__STUDY TEXT__
= Beginning of Section =

# Scorpion eat centipede?



## StoneTalon56 (Apr 11, 2009)

I'm wondering if I have jeopardized the life of my asian forest scorpion by throwing in a house centipede. I returned to my room and found many legs littering the tank and the scorp in the act of devouring the thing. At first I was pleased but a friend of mine has informed me that centipedes have venom. I pulled the remains out of his claws but he had already eaten half of it.

I am an arachnid newb at this point but I am hoping I am not also a complete and utter moron who has just endangered my beloved Beelzebob.

I'm not sure if this helps but the centipede looked like this:


----------



## Quixtar (Apr 11, 2009)

StoneTalon56 said:


> I'm wondering if I have jeopardized the life of my asian forest scorpion by throwing in a house centipede. I returned to my room and found many legs littering the tank and the scorp in the act of devouring the thing. At first I was pleased but a friend of mine has informed me that centipedes have venom. I pulled the remains out of his claws but he had already eaten half of it.
> 
> I am an arachnid newb at this point but I am hoping I am not also a complete and utter moron who has just endangered my beloved Beelzebob.
> 
> I'm not sure if this helps but the centipede looked like this:


Your scorpion is just fine. Scorpions do eat centipedes and vice versa in the wild. Your scutigerid is harmless compared to the scolopendrids that most frequently occur in their natural habitat. It is unlikely to do any damage to your heavily armored Heterometrus sp. The venom of a pede is of no concern when it is being eaten as it only works through direct injection via a bite. It is only when it is poisonous that there may be side effects, and there are no poisonous centipedes anyway - only millipedes.


----------



## StoneTalon56 (Apr 11, 2009)

sweet....thank you so much man cuz i was pretty worried there....i mean for the last hour he's sat there rubbing his claw between his "teeth" and i've never seen him do that so yeah.

= End of Section =

__RECORD EXTRACTS__
= Beginning of Section =

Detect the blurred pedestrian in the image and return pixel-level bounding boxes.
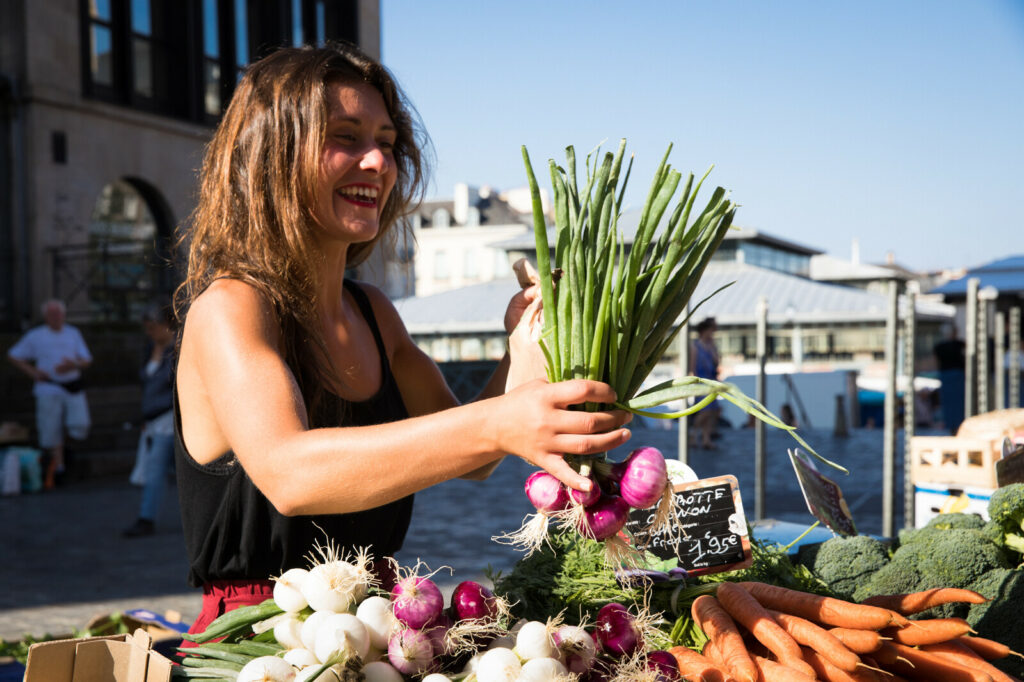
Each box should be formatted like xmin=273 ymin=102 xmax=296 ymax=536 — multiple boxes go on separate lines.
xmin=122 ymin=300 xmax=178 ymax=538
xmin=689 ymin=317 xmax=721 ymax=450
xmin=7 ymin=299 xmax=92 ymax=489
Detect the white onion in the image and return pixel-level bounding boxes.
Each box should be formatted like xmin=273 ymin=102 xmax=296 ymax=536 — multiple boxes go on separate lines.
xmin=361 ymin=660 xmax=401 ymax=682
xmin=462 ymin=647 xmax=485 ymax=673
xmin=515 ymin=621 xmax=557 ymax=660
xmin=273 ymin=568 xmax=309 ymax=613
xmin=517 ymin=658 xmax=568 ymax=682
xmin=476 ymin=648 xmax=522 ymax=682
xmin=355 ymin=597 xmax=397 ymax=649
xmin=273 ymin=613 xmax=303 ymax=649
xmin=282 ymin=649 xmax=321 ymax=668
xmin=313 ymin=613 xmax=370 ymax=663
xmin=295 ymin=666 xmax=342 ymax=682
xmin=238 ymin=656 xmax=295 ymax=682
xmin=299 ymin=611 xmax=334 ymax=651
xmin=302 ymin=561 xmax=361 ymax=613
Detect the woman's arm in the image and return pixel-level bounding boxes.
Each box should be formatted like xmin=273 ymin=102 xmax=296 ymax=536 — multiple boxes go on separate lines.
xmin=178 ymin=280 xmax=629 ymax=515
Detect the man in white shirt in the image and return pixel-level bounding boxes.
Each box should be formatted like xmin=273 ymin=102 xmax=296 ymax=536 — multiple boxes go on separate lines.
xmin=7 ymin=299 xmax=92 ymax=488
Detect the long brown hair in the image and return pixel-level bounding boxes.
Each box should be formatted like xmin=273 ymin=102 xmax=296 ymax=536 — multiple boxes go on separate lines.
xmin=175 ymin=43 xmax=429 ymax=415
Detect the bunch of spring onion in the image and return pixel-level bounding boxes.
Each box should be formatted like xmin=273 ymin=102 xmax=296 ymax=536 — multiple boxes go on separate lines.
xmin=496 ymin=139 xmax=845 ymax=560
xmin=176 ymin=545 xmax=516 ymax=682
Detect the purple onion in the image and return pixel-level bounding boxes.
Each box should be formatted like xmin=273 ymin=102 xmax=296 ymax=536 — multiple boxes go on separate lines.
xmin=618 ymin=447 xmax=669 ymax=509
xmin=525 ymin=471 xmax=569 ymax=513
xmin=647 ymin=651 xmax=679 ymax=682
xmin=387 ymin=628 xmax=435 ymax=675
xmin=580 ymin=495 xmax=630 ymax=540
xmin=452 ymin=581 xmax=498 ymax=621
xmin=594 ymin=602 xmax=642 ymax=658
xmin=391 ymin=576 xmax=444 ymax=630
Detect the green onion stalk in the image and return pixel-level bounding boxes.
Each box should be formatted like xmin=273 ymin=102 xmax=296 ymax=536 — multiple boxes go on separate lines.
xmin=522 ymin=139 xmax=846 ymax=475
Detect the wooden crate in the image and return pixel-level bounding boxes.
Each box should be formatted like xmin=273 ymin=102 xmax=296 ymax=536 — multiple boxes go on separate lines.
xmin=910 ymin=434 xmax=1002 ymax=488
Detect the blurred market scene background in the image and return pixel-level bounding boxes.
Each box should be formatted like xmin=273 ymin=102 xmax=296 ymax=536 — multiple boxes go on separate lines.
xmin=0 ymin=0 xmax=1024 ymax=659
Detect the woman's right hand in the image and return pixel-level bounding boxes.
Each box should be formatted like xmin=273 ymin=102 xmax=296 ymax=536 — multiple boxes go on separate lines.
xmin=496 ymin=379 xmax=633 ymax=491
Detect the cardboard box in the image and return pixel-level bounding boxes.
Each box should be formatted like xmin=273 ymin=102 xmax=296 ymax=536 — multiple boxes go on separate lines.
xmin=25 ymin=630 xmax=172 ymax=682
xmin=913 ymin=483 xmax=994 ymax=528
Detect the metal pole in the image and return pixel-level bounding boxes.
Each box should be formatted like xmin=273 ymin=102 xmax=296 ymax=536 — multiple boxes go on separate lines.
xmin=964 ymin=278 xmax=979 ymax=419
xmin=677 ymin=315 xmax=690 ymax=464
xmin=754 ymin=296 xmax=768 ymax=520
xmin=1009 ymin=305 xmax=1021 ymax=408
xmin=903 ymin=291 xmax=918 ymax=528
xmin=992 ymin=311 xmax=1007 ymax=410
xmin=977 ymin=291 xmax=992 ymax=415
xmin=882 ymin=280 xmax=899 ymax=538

= End of Section =

__WORK TO COMPLETE__
1. In the scorpion thread, according to the reply, how does a centipede's venom take effect?
2. Output the stretch of the scorpion thread from "sweet....thank you so" through "that so yeah.", copied word for word.

__WRITTEN ANSWERS__
1. It works only through direct injection via a bite.

2.
sweet....thank you so much man cuz i was pretty worried there....i mean for the last hour he's sat there rubbing his claw between his "teeth" and i've never seen him do that so yeah.